◆ **Assigned task**: Go line by line through the entries below and copy those containing the string "shape".

◆ **Supplied entries**:
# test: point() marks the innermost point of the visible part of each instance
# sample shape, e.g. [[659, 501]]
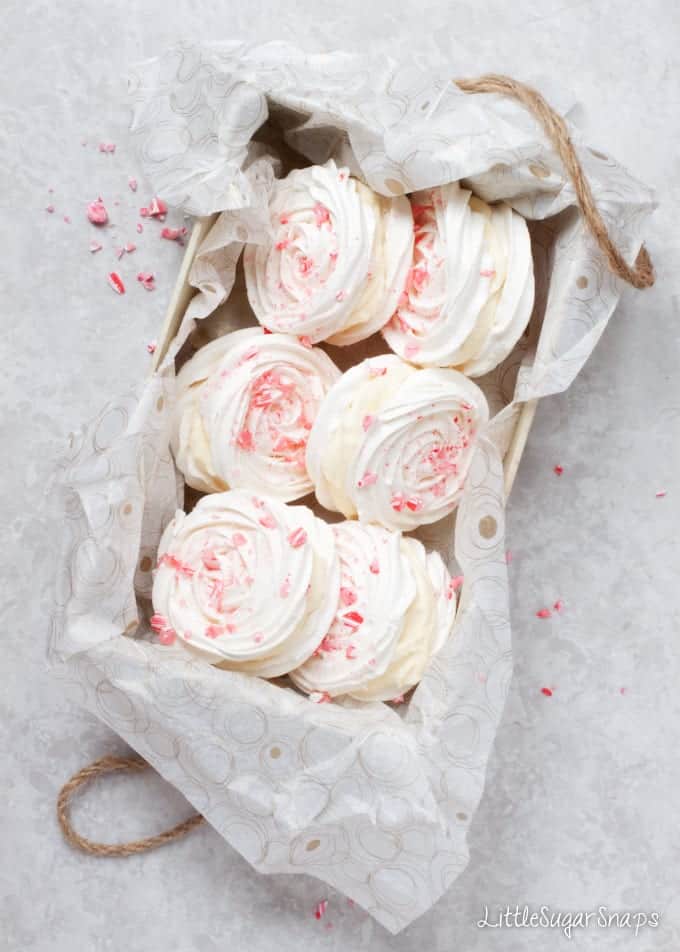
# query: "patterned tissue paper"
[[371, 799]]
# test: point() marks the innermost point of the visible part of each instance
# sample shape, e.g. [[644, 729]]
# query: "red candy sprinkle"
[[347, 596], [157, 208], [116, 283], [96, 212], [353, 620], [297, 537], [147, 279], [173, 234]]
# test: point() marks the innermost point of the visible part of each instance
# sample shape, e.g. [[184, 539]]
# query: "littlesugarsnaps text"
[[544, 917]]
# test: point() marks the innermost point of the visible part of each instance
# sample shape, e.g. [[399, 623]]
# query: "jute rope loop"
[[640, 276], [105, 766], [555, 128]]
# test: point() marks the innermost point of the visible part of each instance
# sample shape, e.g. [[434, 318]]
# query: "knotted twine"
[[640, 276]]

◆ **Problem solution**:
# sample shape, e.g. [[659, 501]]
# sample shape, e.g. [[644, 729]]
# sample shape, e.g. [[184, 539]]
# sample shape, e.g. [[399, 623]]
# sample shape, e.g. [[434, 318]]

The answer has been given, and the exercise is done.